*Your instructions*: Would you output the whole listing below, exactly as it reads?

*Available data*:
----

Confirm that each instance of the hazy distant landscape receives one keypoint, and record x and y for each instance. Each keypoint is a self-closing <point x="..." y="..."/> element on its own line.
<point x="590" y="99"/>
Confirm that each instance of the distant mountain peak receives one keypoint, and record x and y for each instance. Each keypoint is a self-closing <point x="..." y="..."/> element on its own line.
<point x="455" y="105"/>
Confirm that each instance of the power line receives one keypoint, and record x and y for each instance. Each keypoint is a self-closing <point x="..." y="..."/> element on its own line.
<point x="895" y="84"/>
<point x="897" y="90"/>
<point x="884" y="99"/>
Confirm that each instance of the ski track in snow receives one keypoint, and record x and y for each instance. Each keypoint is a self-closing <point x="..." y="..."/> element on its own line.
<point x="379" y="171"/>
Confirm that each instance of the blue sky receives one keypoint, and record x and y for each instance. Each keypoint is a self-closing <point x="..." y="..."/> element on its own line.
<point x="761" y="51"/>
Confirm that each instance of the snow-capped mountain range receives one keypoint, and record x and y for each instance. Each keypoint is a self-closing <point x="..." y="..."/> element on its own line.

----

*Response box*:
Confirm that each instance of the hazy distant landscape receives one keypoint, and record x and y for each instance. Each keypoint is a self-closing <point x="..." y="..."/> element on its own line.
<point x="590" y="99"/>
Confirm that each instance of the distant mountain peak receives one keypoint, and record x and y for each instance. Each keypoint is a self-closing <point x="..." y="..."/> element on its own line.
<point x="455" y="105"/>
Confirm that each instance of the power line receives one keypoint, and record x and y for each instance. Each keypoint is a self-closing <point x="..." y="..."/> element on its own line.
<point x="895" y="84"/>
<point x="897" y="90"/>
<point x="884" y="99"/>
Confirm that each instance of the ski track in snow receives one keypoint, and record x and y for each instance. Each keypoint is a self-closing <point x="..." y="..."/> element on its own line.
<point x="379" y="171"/>
Confirm that each instance of the blue sky receives one keypoint, and record x and y for each instance. Each keypoint is a self-closing <point x="..." y="..."/> element on its own line.
<point x="761" y="51"/>
Confirm that each instance of the snow-capped mountain range receives one keypoint, and record x and y for each instance. Each keypoint is a self-closing <point x="..." y="..."/> element on its own line.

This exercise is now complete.